**What the task requires**
Whenever the string "with" turns up in a line of the data below, copy that line.

Given entries Start Marker

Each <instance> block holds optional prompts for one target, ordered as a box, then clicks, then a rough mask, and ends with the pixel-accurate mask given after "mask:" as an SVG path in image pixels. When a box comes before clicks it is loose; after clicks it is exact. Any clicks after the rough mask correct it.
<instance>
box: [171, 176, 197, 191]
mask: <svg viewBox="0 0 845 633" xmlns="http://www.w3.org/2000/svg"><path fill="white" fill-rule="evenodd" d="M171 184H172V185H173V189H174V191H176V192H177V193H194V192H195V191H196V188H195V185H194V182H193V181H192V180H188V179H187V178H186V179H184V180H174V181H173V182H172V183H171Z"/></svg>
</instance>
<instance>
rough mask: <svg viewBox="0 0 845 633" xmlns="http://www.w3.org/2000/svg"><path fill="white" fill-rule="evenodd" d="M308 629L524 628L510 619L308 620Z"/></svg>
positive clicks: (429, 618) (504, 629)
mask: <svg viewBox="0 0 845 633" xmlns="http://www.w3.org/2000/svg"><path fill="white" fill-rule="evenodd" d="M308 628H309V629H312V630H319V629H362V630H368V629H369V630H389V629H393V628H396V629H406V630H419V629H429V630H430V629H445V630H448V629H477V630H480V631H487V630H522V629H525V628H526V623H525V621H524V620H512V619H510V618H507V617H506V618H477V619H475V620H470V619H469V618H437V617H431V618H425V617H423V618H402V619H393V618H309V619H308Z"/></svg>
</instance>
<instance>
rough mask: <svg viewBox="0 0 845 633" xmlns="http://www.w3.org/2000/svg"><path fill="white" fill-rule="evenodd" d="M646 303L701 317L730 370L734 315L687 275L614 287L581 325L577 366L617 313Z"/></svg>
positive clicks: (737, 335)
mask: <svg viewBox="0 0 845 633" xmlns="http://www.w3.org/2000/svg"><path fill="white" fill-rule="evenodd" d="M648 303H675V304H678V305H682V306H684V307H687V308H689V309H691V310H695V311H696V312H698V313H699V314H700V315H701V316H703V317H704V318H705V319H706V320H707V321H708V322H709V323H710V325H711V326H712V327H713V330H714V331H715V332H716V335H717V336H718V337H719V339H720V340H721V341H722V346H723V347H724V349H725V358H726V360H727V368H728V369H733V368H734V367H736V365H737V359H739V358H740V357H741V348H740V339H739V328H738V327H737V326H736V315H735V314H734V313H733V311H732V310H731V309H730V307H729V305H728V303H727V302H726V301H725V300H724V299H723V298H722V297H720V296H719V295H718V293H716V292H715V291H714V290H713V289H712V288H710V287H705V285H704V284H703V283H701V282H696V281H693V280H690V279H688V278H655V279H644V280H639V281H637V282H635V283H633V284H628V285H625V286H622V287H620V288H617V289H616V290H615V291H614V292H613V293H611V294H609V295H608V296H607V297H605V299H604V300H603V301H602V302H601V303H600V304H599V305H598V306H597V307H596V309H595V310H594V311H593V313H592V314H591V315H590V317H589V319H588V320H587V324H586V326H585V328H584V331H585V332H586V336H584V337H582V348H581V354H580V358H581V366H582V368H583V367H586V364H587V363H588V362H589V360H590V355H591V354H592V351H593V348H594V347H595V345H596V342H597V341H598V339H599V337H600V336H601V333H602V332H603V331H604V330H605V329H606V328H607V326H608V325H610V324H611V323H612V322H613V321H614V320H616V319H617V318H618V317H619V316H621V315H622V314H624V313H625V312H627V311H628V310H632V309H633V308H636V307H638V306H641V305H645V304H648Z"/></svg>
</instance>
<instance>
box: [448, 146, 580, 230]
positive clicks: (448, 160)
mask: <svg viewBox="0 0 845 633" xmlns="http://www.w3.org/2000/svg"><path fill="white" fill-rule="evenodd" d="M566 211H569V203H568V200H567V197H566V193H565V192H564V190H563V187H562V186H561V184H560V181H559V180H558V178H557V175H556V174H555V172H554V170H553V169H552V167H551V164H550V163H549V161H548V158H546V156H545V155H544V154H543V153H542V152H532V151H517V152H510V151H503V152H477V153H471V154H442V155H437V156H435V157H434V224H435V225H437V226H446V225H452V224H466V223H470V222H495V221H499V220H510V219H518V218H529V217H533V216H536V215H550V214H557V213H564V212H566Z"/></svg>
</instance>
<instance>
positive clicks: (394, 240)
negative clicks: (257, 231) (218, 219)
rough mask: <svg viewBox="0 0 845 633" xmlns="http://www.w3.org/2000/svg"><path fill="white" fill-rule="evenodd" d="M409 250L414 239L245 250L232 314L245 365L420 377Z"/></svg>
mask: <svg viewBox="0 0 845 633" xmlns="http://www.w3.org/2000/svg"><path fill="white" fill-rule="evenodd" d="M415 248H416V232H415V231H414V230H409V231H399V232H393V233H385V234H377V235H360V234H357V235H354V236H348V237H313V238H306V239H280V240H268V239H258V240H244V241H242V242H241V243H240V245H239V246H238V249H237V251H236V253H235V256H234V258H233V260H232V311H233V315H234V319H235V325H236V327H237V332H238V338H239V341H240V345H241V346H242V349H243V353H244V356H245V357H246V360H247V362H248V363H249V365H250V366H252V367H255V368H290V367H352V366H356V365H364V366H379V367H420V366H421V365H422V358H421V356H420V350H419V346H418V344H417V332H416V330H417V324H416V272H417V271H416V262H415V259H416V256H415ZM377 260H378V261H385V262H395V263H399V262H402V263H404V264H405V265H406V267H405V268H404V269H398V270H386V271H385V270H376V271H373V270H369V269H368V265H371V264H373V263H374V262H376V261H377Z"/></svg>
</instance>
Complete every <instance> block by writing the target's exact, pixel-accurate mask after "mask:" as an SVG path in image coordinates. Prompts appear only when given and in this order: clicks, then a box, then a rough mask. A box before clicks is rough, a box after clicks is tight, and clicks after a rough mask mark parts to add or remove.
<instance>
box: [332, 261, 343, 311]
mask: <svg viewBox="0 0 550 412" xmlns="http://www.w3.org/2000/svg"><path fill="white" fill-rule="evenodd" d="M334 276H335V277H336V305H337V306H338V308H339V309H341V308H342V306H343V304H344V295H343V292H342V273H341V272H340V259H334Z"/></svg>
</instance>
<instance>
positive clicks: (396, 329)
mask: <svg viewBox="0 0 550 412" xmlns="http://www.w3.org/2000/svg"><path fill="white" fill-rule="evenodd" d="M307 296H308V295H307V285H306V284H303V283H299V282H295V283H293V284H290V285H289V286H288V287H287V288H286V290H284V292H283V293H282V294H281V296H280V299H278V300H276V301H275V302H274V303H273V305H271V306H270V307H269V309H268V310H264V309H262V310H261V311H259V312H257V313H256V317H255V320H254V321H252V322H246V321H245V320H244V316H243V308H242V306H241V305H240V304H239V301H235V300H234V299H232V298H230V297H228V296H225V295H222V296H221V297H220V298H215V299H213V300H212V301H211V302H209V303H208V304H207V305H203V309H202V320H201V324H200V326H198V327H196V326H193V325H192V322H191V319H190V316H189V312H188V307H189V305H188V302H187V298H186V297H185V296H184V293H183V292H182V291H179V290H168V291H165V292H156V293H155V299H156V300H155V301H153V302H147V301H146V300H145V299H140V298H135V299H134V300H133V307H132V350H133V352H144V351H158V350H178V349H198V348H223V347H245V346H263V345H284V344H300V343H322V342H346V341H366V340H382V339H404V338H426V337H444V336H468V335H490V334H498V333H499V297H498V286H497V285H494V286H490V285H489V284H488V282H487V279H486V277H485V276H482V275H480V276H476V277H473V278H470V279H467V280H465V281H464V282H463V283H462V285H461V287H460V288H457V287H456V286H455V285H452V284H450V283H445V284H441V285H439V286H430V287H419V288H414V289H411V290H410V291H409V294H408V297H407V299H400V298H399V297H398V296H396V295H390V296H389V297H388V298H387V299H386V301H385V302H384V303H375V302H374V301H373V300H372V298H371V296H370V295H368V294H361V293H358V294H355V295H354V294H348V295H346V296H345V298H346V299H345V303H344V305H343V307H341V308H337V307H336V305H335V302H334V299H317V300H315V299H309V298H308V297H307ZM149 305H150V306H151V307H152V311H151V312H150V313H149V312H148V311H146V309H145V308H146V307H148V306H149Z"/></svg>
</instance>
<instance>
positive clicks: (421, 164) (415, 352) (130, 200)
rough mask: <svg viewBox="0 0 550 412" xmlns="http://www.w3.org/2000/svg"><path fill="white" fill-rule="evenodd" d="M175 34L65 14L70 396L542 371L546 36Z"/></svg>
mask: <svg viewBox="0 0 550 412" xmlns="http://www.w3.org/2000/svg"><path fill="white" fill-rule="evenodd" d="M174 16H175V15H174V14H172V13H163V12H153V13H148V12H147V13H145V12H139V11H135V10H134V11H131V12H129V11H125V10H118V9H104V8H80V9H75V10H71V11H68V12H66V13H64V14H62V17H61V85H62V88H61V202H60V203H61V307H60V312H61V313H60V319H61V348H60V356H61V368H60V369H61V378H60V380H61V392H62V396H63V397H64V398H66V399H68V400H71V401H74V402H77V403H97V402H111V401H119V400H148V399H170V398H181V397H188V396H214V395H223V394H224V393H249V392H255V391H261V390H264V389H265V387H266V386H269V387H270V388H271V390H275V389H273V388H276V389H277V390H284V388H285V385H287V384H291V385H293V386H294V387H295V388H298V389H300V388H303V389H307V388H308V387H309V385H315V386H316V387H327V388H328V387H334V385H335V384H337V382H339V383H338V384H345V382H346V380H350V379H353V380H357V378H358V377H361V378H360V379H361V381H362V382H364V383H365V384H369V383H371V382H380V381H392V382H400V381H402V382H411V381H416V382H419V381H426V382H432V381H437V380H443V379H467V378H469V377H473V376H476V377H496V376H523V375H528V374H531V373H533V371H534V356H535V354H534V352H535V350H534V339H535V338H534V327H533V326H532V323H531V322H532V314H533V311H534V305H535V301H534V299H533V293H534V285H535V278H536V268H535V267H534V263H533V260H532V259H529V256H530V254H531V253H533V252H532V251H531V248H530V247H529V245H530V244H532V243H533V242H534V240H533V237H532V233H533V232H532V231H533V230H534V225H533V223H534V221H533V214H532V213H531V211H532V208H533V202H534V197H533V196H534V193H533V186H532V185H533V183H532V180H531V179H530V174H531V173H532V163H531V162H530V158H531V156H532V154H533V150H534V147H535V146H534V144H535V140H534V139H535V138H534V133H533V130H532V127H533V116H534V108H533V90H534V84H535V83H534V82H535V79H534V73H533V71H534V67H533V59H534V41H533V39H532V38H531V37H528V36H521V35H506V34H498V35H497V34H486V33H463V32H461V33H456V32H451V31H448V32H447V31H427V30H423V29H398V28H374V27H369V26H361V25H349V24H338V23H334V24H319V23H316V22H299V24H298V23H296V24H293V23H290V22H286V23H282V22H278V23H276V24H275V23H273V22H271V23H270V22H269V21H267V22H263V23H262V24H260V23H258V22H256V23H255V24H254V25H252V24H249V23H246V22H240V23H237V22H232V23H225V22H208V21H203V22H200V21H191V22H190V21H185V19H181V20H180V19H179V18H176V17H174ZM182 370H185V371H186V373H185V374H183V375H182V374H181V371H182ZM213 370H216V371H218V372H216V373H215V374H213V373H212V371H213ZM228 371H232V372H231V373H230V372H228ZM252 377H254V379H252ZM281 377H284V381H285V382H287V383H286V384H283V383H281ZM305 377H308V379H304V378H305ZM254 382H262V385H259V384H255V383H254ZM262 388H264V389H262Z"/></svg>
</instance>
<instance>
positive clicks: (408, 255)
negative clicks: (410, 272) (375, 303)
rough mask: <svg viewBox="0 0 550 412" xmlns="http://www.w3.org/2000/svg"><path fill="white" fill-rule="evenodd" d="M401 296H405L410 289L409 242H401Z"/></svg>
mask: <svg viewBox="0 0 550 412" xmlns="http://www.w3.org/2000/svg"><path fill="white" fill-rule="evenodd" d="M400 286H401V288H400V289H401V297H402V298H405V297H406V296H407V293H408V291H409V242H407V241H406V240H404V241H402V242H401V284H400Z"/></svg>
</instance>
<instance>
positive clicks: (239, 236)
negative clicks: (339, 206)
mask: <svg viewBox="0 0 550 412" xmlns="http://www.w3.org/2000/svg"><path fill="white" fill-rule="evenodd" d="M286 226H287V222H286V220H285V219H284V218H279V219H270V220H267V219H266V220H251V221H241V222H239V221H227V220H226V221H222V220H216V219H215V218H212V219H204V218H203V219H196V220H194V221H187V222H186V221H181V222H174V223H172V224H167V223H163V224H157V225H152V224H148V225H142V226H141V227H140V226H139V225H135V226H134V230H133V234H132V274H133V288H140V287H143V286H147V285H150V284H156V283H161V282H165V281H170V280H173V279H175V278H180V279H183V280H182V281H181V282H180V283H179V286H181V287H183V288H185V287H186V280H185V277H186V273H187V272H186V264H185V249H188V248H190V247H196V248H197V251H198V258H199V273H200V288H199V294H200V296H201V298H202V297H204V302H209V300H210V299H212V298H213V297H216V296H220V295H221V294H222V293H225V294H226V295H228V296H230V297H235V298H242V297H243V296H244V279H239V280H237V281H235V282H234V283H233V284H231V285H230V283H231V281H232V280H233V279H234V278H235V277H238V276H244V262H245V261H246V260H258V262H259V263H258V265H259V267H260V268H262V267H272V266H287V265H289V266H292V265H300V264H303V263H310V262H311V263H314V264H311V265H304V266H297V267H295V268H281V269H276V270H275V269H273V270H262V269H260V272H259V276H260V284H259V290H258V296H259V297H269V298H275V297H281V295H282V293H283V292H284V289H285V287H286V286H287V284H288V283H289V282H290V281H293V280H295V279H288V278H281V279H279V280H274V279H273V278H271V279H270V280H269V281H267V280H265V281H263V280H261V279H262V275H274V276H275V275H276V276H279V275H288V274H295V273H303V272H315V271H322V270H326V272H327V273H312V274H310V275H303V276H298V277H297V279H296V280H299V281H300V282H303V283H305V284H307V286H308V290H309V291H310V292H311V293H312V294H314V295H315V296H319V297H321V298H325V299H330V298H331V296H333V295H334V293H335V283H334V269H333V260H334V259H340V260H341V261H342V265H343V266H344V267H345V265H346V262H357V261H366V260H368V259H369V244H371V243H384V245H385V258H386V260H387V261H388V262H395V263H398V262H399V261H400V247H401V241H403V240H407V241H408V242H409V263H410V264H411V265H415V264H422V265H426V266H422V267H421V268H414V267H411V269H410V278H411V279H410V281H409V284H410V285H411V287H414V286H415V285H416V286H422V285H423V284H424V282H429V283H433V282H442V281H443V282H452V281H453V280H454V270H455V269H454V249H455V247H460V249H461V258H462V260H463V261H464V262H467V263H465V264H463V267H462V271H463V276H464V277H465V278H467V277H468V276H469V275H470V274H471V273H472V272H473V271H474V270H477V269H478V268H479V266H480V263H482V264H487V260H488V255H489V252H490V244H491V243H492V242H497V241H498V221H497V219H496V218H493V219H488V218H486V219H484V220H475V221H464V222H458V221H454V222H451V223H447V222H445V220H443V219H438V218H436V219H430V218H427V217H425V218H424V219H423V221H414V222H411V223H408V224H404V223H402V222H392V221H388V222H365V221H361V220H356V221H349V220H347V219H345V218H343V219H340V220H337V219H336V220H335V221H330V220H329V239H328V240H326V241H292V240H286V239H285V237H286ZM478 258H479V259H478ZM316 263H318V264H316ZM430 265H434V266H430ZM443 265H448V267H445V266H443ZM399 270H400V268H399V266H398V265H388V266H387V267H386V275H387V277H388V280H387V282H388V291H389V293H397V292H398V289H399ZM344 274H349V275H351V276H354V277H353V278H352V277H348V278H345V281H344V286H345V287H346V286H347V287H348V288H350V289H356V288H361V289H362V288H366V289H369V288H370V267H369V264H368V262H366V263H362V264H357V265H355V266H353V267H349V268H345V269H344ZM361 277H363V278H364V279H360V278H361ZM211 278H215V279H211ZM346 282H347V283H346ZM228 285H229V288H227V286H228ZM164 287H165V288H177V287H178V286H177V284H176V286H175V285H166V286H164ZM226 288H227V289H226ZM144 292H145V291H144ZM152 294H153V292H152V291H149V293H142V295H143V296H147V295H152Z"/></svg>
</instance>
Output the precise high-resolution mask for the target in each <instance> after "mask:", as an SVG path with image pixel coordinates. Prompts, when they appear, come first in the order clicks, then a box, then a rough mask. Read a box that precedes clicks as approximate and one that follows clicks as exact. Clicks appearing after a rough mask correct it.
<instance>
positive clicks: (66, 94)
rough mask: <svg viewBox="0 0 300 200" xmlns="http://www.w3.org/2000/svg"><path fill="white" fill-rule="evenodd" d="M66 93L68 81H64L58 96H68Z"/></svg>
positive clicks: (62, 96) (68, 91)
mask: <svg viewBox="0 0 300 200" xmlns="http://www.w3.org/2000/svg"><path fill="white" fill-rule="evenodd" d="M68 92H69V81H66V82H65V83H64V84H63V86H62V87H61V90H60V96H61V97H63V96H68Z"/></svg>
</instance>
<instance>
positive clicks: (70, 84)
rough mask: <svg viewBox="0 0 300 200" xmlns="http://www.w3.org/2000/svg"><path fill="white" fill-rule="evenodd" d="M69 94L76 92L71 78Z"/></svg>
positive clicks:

Given entries End Marker

**Exercise response**
Each <instance> block holds optional prompts for one target, ordered as a box, then clicks, then a rough mask, and ends with the pixel-accurate mask given after "mask:" as an SVG path in image pixels. When a box comes before clicks it is loose; after clicks it is exact. Any clicks after the rough mask correct it.
Output the precise high-resolution mask for the target in each <instance> after "mask:", as an SVG path with image pixel coordinates. Prompts, when they appear, come first in the order clicks, then a box, then a rough mask. Read a box that precedes clicks as approximate and one that follows clicks as exact. Clicks appearing after a rough mask correct it.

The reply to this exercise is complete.